The case of David Ruffley leaves a very sour taste in the mouth. The Conservative MP for Bury St Edmunds will stand down at the next election after pressure grew on him to resign when it was revealed that he had received a police caution for assaulting his ex-girlfriend earlier this year.
As is the way these days, when the incident came to light, we got the usual emotionless, legal-speak, type of statement, from Ruffley:
“In March this year, an incident occurred between me and my former partner, resulting in inappropriate action on my part, which I deeply regret."
Only the entitled and the privileged would dare describe a case of domestic violence as something ‘inappropriate.’
The key intervention that moved this episode on seems to have come from the dean of the constituency cathedral the Very Revd Dr Frances Ward. Her letter to Ruffley, picked up by Guido Fawkes, is damning.
In it, she states her view that his position as their MP has become untenable. Most tellingly, she also questions his version of events as to what took place in March, in particular his claim to her that ‘there was blame on both sides.’
Dr Ward describes how when she visited Ruffley’s ex-partner and greeted her with a customary hug, the latter ‘winced in obvious pain.’ According to Dr Ward, the ex-partner speaks of being frightened by [Ruffley’s] ‘rage and violent behaviour.’
Dr Ward brushed aside Ruffley’s attempts to play down events that evening as nothing more than a ‘little local incident.’ Furthermore, in the letter she advises he gets professional help for his behaviour. Indeed, one of the reasons Ruffley’s ex-partner has decided against speaking out was due to concerns as to what he might do to himself.
The letter seems to have been written (sent with the blessing of Ruffley’s ex-partner) as a result of the reverend and other people’s feelings that events in March had impacted on the MP’s ability to do his job. He had in effect lost the support of his constituents. And this without going into the effect all this must have had, and is probably still having, on his ex-partner.
Although not all constituents have been so ready to turn their back on their MP. Most pointedly, his local association chairman, denying that what took place ‘in any way qualifies as domestic abuse,’ instead choosing to attack those who did see it this way as ‘the opposition and minority feminist groups.’ A claim refuted by Jenny Antill, a Conservative councillor in a nearby ward.
Antill hit back, asking:
“Do you agree that David Ruffley accepted a police caution for common assault on his then partner at his London flat earlier this year? If so, in what way does this not constitute domestic abuse?”
A member of the Bury St-Edmunds Conservative Association and supporter of Ruffley told the BBC that assaulting one’s partner shouldn’t preclude someone from being an MP, adding that ‘there are very few people in life who haven't done something they subsequently regret.’ He also took a pop at ‘odd female organisations that look for equality.’
Another tipping point seems to have been a letter leaked to Guido Fawkes, ready to be sent to today’s Times from dozens of women affiliated with the Conservative Party which states;
“We consider it unacceptable that a man has accepted a caution for assaulting his partner should continue in his position.

[Data records]
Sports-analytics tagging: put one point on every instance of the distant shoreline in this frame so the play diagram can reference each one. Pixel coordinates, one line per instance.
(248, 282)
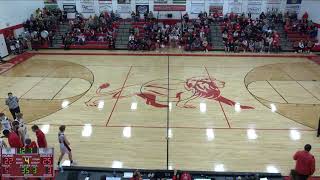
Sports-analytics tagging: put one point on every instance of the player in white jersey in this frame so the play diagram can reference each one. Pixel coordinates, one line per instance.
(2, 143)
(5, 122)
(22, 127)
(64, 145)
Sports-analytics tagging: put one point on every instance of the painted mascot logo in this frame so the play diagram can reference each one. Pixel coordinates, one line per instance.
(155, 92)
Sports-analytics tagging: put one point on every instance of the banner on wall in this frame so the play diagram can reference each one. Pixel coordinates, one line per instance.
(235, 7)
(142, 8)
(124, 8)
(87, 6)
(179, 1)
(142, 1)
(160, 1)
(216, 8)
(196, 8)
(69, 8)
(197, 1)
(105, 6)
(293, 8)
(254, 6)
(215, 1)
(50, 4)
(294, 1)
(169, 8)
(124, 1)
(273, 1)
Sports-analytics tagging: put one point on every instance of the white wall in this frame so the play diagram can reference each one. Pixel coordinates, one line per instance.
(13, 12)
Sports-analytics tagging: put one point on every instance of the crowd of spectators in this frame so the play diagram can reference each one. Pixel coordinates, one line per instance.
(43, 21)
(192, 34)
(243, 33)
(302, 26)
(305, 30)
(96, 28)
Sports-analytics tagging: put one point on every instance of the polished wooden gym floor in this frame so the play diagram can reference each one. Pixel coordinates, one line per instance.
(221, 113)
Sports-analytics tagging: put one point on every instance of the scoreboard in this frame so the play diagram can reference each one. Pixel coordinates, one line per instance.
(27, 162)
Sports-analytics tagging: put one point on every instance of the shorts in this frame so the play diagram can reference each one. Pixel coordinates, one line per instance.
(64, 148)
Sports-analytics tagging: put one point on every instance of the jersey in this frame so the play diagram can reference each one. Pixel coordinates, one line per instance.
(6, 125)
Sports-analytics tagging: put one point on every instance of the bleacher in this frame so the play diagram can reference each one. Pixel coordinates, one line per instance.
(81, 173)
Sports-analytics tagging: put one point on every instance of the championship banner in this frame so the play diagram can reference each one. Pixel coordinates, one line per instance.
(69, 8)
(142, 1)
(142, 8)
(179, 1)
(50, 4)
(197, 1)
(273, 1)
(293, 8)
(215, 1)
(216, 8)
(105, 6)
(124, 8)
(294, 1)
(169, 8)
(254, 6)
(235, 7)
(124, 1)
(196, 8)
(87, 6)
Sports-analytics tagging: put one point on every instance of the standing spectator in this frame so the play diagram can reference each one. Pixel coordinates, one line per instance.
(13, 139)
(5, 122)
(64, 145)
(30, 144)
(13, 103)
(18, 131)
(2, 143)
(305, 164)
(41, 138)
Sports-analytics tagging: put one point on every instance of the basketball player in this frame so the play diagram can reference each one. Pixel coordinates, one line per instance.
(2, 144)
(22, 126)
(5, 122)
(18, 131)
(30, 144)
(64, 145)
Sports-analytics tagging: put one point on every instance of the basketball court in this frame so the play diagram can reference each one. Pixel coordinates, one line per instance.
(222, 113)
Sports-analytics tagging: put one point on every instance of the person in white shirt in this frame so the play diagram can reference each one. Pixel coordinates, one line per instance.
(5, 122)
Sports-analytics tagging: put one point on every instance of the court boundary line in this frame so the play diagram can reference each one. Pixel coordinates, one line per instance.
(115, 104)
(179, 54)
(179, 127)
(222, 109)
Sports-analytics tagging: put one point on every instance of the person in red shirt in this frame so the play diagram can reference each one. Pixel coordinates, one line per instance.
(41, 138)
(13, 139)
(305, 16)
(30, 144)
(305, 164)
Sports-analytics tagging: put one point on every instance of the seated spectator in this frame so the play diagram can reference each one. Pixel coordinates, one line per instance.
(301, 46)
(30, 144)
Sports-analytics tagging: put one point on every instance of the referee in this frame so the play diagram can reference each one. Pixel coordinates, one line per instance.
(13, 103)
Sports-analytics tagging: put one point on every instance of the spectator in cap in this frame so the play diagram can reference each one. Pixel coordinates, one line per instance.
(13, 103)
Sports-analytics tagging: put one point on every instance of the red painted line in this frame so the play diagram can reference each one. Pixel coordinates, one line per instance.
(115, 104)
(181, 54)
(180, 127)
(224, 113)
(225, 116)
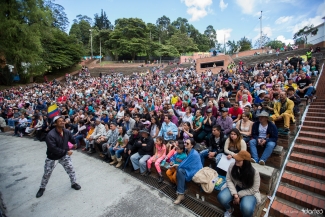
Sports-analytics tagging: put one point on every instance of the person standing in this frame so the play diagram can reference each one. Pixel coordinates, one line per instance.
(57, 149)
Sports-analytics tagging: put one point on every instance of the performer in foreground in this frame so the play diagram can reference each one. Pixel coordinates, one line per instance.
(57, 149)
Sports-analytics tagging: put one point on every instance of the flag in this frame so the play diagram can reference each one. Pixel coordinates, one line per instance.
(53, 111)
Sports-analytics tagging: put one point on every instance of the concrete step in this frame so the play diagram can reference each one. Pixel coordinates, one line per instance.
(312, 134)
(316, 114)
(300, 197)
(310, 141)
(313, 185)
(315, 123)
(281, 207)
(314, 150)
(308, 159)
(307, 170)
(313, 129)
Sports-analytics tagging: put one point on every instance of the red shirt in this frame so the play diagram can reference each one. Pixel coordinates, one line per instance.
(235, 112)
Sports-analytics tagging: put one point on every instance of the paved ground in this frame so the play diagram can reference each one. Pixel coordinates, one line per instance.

» TASK TO CARRY OUT
Answer these questions about the passage on David Ruffley above:
1. Which constituency does Ruffley represent as a Conservative MP?
2. What did Ruffley's ex-partner do when Dr Ward greeted her with a customary hug?
3. Who refuted the local association chairman's claim?

» TASK RESPONSE
1. Bury St Edmunds.
2. She "winced in obvious pain."
3. Jenny Antill, a Conservative councillor in a nearby ward.